EXERCISE TASK:
Turn each line of the rows below into an item in a numbered list, and leave out any blank lines.

INPUT:
######
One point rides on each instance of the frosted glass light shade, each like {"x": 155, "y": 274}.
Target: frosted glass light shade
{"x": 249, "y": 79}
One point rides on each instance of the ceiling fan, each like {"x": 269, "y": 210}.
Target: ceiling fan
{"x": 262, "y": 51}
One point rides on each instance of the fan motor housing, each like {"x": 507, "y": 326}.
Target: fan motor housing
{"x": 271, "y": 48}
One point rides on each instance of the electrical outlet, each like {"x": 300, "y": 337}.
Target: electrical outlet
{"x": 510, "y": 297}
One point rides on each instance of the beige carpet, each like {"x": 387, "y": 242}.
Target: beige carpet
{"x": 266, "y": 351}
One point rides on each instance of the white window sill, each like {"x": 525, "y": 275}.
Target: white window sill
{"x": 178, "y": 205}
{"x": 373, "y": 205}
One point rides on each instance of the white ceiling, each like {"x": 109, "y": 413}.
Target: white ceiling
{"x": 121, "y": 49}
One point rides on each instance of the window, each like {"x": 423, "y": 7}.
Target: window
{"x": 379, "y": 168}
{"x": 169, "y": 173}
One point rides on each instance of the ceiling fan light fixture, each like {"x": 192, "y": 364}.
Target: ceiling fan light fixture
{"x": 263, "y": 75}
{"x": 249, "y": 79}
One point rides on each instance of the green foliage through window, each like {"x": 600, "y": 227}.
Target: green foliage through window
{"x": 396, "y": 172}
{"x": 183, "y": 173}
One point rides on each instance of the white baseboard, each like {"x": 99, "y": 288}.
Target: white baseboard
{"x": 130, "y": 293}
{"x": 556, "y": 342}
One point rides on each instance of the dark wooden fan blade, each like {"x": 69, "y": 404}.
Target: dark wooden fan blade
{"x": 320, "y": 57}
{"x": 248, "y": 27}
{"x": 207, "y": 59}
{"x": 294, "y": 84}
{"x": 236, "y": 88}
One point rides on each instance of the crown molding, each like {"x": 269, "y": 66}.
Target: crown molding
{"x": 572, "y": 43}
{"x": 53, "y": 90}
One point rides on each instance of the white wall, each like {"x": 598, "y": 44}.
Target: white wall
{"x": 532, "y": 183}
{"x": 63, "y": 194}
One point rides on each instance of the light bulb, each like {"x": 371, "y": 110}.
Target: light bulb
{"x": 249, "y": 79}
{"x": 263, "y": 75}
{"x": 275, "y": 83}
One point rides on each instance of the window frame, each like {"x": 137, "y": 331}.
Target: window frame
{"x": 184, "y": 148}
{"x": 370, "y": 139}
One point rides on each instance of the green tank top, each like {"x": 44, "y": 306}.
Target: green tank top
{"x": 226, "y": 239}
######
RESULT OF THIS TASK:
1. One point rides on each instance of the frosted glass light shade, each like {"x": 155, "y": 274}.
2. Target: frosted glass light shade
3. {"x": 249, "y": 79}
4. One point rides on each instance of the ceiling fan, each like {"x": 269, "y": 210}.
5. Target: ceiling fan
6. {"x": 262, "y": 51}
7. One point rides on each instance of the fan motor housing, each like {"x": 507, "y": 326}.
8. Target: fan motor housing
9. {"x": 271, "y": 48}
10. One point rides on each instance of the electrical outlet, each like {"x": 300, "y": 337}.
11. Target: electrical outlet
12. {"x": 510, "y": 297}
13. One point rides on each instance of the beige carpet, each like {"x": 387, "y": 242}.
14. Target: beige carpet
15. {"x": 266, "y": 351}
16. One point rides on each instance of the white window sill, each like {"x": 525, "y": 275}.
17. Target: white window sill
18. {"x": 178, "y": 205}
19. {"x": 373, "y": 205}
20. One point rides on each instance of the white ceiling, each like {"x": 109, "y": 413}.
21. Target: white ceiling
22. {"x": 121, "y": 49}
23. One point rides on each instance of the window, each like {"x": 423, "y": 7}.
24. Target: window
25. {"x": 379, "y": 168}
26. {"x": 169, "y": 173}
27. One point rides on each instance of the ceiling fan light fixture, each like {"x": 192, "y": 364}.
28. Target: ceiling fan light fixture
29. {"x": 263, "y": 75}
30. {"x": 249, "y": 79}
31. One point rides on each instance of the green foliage through window, each like {"x": 600, "y": 227}.
32. Target: green foliage through window
33. {"x": 396, "y": 172}
34. {"x": 183, "y": 173}
35. One point rides on each instance of the white baseboard, each like {"x": 99, "y": 288}.
36. Target: white baseboard
37. {"x": 130, "y": 293}
38. {"x": 556, "y": 342}
39. One point rides on each instance of the dark wooden fan blade, each like {"x": 69, "y": 404}.
40. Target: dark wooden fan blade
41. {"x": 320, "y": 57}
42. {"x": 248, "y": 27}
43. {"x": 207, "y": 59}
44. {"x": 294, "y": 84}
45. {"x": 236, "y": 88}
46. One point rides on each instance of the crown molding, each like {"x": 269, "y": 66}.
47. Target: crown molding
48. {"x": 572, "y": 43}
49. {"x": 53, "y": 90}
50. One point rides on each instance of the white wall, each like {"x": 598, "y": 44}.
51. Target: white wall
52. {"x": 532, "y": 183}
53. {"x": 63, "y": 194}
54. One point rides on each instance of the light bulb, each like {"x": 371, "y": 110}.
55. Target: light bulb
56. {"x": 249, "y": 79}
57. {"x": 263, "y": 75}
58. {"x": 275, "y": 83}
59. One point rides on each instance of the window frame, each like {"x": 137, "y": 331}.
60. Target: window frame
61. {"x": 184, "y": 148}
62. {"x": 370, "y": 139}
63. One point rides on each instance of the green tank top, each like {"x": 44, "y": 306}.
64. Target: green tank top
65. {"x": 226, "y": 239}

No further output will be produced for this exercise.